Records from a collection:
-.-.-

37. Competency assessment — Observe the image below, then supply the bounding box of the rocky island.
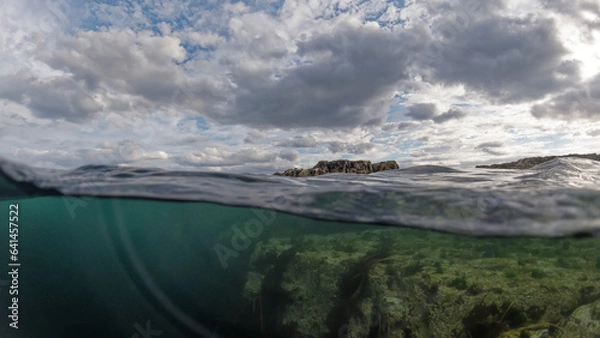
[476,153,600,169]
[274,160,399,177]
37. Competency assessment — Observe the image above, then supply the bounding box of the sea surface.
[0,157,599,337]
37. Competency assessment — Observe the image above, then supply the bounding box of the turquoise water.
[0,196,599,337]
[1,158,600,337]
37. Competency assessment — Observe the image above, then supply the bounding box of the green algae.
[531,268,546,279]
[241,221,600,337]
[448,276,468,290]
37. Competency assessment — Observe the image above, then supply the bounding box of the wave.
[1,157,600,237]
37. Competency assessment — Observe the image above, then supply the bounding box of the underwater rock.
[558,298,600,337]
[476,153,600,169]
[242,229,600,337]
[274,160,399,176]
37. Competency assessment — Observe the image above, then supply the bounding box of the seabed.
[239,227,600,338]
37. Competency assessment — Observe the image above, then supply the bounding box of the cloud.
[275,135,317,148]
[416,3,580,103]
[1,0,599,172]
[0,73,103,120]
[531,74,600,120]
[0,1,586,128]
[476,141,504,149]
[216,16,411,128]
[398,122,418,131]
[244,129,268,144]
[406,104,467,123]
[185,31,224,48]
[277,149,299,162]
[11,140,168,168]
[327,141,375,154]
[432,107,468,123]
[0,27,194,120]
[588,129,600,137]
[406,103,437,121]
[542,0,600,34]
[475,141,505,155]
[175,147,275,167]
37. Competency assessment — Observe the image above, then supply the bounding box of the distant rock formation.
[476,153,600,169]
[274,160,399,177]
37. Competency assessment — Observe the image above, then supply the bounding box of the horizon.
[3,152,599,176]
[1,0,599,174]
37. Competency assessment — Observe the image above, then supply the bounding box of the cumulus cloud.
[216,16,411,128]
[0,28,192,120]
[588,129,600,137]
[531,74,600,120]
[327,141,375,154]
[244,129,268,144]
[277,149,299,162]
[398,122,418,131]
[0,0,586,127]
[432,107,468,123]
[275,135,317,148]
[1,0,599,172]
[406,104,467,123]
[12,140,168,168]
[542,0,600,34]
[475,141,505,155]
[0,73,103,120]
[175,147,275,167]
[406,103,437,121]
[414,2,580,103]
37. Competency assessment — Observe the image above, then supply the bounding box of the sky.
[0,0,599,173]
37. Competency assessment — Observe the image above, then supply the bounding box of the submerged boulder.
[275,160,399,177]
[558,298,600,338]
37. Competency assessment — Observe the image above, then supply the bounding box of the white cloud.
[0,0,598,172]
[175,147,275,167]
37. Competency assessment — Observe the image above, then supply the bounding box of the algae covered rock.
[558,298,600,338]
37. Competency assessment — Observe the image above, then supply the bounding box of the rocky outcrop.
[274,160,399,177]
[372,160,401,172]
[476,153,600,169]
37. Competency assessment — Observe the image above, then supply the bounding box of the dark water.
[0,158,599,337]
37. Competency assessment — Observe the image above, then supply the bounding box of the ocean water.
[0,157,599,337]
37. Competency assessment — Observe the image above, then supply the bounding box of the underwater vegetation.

-.-.-

The goal is an exact reprint of the entries, leaving out the pictures.

TASK RESPONSE -
37. Competency assessment — Observe the image below, then supply the bounding box of the rocky island.
[476,153,600,169]
[274,160,399,177]
37. Competency assessment — Observe the image above, then supply the bounding box of the sea surface.
[0,157,599,337]
37. Competency assessment — Observe the image above, then supply the bounding box of the turquoise water.
[0,196,599,337]
[1,158,600,337]
37. Competency assessment — Observe the image above, then supply the bounding box of the green algae.
[531,268,546,279]
[241,221,600,337]
[448,276,468,290]
37. Competency assessment — Observe the image above, then supply the bounding box of the wave.
[1,157,600,237]
37. Competency assessment — Observe the image above, then supply the bounding box of the underwater rock.
[558,298,600,337]
[476,153,600,169]
[242,229,600,337]
[274,160,399,176]
37. Competency assessment — Observe the image above, then supply the bounding box of the seabed.
[239,227,600,338]
37. Competency assessment — Observe the image above, then supply the bounding box of the cloud.
[275,135,317,148]
[416,3,580,103]
[1,0,599,172]
[0,73,103,120]
[531,74,600,120]
[0,1,586,128]
[476,141,504,149]
[216,16,411,128]
[398,122,418,131]
[244,129,268,144]
[406,104,467,123]
[185,31,224,48]
[277,149,299,162]
[11,140,168,168]
[327,141,375,154]
[432,107,468,123]
[0,27,194,120]
[588,129,600,137]
[406,103,437,121]
[542,0,600,34]
[475,141,505,155]
[175,147,275,167]
37. Competency assessment — Observe the image above, then supply the bounding box of the distant rock formation.
[476,153,600,169]
[274,160,399,177]
37. Competency assessment — Observe the image above, then supply the bounding box of the horizon.
[3,152,599,176]
[1,0,599,174]
37. Competency assessment — Observe the image above, then supply the bounding box of the cumulus cloud.
[216,16,411,128]
[0,28,192,120]
[588,129,600,137]
[531,74,600,120]
[327,141,375,154]
[244,129,268,144]
[277,149,299,162]
[398,122,418,131]
[0,0,586,127]
[432,107,468,123]
[275,135,317,148]
[1,0,599,172]
[406,104,467,123]
[12,140,168,168]
[542,0,600,34]
[475,141,505,155]
[0,73,103,120]
[175,147,275,167]
[406,103,437,121]
[414,2,580,103]
37. Competency assessment — Observe the image above, then supply the bounding box of the sky.
[0,0,599,173]
37. Competency assessment — Observe the image above, then supply the bounding box of the submerged boulder.
[275,160,399,177]
[558,298,600,338]
37. Competency assessment — Observe the image above, then supply the bounding box of the white cloud.
[0,0,598,172]
[175,147,275,167]
37. Competency assessment — Observe the image above, then supply the bounding box of the algae covered rock.
[558,298,600,338]
37. Competency assessment — Observe the image above, then supply the bounding box of the rocky outcrop.
[274,160,399,177]
[372,160,401,172]
[476,153,600,169]
37. Competency assessment — Observe the image above, then supply the bounding box of the dark water.
[0,158,599,337]
37. Competency assessment — Observe the image above, then supply the bounding box of the ocean water.
[0,157,599,337]
37. Competency assessment — Observe the image above, then supply the bounding box of the underwater vegetation.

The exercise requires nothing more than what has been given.